> Text section:
● ● ● ● ● ● ●
By Dr. Hemant R Ojha

Misplaced Adaptation

In Makawanpur, no one knows what the NAPA is,” said a grassroots women’s representative at a roundtable organised in Kathmandu to take stock of the implementation status of the National Adaptation Program of Action (NAPA). The roundtable, held at the Everest Hotel, was attended by around 80 government and donor staff, NGO representatives, grassroots actors and researchers. The objective was “to take stock of NAPA implementation and identify gaps and the ways forward”. It is of wider interest to know how the NAPA’s promoters and implementers are thinking about adapting to climate change.

Adaptation science
Adaptation is fundamentally about how societies live together with a changing climate. To be successful, we need to monitor the impact of climate change and improve technology. More importantly, we need to adapt institutions and political processes. This is because those affected by climate change depend on local social structures and politics. I was disappointed to find that the roundtable discussion was not sufficiently appreciative of the need to base adaptation responses on an understanding of the intertwined relationship between society and the environment. I raised this issue but received a very defensive answer: “we need to be serious on understanding the biophysical impact of climate change”. To adapt to climate change, we need as much a ‘science of society’ as a science of the biophysical dimensions of climate change.
● ● ● ● ● ● ●
> Directions:
1. Summarize the adaptation text in two sentences.
2. According to the adaptation text, at which hotel was the roundtable held?
3. Write what comes next in the adaptation text, continuing from its last sentence.
The listing comes from a separate source.

> Entries supplied:
● ● ● ● ● ● ●
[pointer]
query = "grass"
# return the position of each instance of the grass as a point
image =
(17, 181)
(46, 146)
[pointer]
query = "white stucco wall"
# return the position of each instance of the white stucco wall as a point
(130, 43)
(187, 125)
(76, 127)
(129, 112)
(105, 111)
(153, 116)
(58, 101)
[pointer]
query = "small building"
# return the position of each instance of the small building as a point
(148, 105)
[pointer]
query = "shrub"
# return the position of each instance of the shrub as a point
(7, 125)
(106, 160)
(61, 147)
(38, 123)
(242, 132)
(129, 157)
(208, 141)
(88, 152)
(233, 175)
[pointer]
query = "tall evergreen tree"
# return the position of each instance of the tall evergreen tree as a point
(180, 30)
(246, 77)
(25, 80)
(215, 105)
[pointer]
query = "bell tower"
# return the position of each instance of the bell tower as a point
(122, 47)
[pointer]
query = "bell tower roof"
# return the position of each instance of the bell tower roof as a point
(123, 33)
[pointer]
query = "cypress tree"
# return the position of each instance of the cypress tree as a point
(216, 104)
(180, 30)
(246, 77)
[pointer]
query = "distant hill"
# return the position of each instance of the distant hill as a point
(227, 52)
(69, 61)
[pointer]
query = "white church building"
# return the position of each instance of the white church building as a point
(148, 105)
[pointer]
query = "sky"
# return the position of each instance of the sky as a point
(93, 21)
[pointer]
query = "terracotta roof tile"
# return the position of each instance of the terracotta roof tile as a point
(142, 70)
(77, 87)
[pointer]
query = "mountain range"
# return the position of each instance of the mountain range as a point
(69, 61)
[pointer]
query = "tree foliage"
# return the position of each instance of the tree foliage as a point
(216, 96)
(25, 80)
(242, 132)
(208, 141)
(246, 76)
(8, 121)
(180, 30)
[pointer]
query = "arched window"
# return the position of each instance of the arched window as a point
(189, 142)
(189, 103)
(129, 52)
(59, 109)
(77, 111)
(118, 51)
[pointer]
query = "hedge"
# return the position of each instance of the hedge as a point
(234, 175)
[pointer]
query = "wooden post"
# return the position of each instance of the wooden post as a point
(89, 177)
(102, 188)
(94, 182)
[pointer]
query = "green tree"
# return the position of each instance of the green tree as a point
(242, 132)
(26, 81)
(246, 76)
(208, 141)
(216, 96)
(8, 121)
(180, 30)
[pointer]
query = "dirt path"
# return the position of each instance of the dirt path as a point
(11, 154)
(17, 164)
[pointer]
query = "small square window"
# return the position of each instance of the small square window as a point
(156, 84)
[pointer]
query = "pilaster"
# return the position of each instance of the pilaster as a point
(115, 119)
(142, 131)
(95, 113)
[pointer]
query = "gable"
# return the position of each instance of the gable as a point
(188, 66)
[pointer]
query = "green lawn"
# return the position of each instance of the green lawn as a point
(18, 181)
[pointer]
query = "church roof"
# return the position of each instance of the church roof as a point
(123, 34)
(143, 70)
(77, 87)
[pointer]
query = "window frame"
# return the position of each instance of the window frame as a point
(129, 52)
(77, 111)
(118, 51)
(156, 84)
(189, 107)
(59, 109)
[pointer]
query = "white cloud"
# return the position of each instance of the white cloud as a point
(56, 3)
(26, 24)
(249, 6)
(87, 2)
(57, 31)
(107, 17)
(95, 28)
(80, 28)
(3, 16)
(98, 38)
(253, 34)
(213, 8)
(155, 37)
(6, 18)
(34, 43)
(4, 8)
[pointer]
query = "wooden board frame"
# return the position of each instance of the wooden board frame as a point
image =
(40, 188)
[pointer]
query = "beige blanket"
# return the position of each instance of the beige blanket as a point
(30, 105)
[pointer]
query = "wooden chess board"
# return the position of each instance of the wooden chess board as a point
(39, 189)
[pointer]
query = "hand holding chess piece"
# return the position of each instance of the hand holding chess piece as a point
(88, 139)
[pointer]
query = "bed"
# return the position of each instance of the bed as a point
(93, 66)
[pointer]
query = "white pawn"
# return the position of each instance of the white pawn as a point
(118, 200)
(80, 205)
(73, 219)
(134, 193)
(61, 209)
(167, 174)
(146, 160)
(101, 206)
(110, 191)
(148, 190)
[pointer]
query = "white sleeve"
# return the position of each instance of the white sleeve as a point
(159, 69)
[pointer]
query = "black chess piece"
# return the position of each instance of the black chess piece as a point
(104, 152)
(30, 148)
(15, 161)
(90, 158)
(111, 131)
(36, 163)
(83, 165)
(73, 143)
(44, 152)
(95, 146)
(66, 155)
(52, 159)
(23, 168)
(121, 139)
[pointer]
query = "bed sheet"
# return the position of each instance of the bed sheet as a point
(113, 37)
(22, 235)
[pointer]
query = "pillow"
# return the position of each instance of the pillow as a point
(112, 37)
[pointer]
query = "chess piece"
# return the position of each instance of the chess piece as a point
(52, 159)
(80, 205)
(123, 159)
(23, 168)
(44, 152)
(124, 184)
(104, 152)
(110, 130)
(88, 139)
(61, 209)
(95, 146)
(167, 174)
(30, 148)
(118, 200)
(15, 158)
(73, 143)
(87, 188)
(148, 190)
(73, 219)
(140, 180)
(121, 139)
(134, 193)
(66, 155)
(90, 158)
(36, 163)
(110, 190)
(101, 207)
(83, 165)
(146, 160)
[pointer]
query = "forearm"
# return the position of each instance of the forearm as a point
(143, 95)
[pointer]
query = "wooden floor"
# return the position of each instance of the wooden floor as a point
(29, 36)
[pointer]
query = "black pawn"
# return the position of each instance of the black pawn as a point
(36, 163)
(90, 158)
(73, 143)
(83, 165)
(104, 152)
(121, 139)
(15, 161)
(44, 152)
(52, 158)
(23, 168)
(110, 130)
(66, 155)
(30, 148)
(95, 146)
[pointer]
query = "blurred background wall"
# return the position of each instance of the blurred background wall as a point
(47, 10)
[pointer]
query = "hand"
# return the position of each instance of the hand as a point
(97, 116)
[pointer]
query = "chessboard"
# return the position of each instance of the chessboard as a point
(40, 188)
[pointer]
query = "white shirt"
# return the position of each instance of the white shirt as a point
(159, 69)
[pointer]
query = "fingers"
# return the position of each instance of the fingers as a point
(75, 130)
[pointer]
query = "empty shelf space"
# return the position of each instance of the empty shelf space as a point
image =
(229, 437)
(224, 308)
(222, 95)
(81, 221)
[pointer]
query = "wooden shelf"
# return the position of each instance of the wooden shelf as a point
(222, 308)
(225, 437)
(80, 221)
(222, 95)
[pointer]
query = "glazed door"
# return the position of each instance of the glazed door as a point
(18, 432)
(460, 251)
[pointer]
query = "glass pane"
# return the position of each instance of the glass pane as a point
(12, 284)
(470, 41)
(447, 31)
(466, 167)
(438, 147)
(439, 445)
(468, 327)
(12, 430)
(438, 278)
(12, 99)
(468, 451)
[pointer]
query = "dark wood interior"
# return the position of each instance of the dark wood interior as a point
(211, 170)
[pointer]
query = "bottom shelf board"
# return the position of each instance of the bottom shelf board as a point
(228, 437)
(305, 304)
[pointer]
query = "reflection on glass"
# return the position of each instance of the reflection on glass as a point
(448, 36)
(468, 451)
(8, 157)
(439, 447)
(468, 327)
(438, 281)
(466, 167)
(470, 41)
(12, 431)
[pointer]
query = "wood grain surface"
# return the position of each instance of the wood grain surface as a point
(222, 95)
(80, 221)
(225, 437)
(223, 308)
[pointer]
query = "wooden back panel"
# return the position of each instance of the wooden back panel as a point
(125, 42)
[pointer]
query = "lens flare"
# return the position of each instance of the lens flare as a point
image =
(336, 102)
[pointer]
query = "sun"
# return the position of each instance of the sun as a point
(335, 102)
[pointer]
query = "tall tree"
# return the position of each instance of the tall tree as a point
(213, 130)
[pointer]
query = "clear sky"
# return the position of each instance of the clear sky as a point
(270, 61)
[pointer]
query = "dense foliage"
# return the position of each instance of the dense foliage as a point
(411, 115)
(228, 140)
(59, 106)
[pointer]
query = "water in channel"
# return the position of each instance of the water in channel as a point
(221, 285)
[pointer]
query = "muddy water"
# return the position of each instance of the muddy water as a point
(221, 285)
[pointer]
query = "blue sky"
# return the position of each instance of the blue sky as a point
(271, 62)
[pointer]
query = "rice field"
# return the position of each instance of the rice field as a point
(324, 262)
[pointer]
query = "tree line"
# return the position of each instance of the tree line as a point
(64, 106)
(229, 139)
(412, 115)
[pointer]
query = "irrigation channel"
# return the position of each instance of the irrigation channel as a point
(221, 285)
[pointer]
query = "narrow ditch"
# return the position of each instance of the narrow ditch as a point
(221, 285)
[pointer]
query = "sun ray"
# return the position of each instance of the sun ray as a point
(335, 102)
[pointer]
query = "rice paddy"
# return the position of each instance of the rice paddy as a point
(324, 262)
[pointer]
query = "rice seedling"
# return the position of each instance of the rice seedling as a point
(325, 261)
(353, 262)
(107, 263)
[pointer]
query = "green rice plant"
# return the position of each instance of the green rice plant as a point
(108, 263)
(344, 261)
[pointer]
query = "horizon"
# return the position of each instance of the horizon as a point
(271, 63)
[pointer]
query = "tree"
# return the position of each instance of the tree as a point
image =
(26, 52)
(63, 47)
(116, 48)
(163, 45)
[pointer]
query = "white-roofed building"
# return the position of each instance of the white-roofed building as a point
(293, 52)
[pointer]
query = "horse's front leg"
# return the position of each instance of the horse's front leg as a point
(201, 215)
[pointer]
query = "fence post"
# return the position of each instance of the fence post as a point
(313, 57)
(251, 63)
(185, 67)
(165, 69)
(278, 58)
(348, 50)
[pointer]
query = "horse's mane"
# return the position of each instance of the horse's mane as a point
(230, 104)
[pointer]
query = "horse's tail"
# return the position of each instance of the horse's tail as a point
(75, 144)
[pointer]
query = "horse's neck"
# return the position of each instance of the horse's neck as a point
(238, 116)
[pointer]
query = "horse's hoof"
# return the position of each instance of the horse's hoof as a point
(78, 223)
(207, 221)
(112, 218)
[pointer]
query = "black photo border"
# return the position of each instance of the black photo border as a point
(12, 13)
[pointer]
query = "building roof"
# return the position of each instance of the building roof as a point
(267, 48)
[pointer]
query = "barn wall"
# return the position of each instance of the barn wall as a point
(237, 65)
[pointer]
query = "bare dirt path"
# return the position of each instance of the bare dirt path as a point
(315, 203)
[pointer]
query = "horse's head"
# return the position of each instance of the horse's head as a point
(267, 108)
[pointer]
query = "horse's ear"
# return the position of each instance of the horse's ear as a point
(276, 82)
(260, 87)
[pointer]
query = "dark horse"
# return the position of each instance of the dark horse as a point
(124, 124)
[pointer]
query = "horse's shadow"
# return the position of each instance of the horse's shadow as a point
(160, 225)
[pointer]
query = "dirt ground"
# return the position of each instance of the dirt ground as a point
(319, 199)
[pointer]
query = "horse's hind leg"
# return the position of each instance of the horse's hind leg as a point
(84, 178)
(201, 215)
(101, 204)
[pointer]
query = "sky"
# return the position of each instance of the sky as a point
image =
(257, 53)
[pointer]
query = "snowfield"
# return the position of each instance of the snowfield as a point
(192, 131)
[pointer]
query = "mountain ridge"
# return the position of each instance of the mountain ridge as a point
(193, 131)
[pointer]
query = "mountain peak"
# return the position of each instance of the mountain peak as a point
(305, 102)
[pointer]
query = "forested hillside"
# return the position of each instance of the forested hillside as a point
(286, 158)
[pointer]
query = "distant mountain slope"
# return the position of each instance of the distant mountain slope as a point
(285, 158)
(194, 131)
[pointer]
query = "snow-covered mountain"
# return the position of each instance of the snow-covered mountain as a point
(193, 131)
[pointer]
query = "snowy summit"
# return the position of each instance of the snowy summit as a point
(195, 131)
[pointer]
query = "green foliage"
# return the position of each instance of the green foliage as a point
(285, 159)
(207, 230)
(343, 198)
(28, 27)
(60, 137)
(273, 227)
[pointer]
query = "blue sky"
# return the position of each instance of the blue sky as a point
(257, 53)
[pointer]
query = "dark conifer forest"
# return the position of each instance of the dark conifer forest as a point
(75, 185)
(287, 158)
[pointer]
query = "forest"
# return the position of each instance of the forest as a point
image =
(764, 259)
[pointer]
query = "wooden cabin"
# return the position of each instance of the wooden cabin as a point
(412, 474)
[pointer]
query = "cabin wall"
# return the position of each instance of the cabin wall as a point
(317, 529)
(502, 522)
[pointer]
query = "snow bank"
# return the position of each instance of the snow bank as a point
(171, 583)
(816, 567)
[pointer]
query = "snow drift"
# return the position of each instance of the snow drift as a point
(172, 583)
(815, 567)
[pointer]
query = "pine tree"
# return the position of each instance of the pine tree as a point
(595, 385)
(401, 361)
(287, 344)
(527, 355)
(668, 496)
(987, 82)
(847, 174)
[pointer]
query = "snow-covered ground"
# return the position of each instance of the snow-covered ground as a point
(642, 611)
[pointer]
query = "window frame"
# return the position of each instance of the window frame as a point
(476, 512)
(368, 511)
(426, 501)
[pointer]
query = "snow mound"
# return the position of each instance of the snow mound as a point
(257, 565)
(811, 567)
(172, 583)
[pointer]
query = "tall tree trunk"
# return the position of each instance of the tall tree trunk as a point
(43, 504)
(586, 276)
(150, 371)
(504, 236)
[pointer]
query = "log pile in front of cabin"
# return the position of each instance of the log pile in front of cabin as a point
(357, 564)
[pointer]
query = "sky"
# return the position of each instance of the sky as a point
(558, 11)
● ● ● ● ● ● ●
> Results:
1. A roundtable of about 80 participants met in Kathmandu to take stock of National Adaptation Program of Action (NAPA) implementation, and a grassroots women's representative there said no one in Makawanpur knows what the NAPA is. The author argues that adaptation requires adapting institutions and political processes, not only biophysical science, and was disappointed that the discussion did not sufficiently appreciate the intertwined relationship between society and the environment.

2. The Everest Hotel.

3.
Aid governance
Funding was at the centre of the roundtable discussion. Indeed, the main objective of the NAPA is to sell projects for accessing funds to address “urgent and immediate” adaptation needs. In 2001, the Seventh Conference of Parties of United Nations Framework Convention on Climate Change (UNFCCC) made a decision whereby developed countries support Least Developed Countries (LDC) to prepare NAPAs and their implementation. Nepal’s NAPA identified nine areas under which projects are being developed to access the LDC fund. In addition to the LDC fund, Nepal has received funding from bilateral and multi-lateral donors too. One of the panel speakers made a quick calculation: “there is roughly 30 arab rupees that could be available for Nepal”.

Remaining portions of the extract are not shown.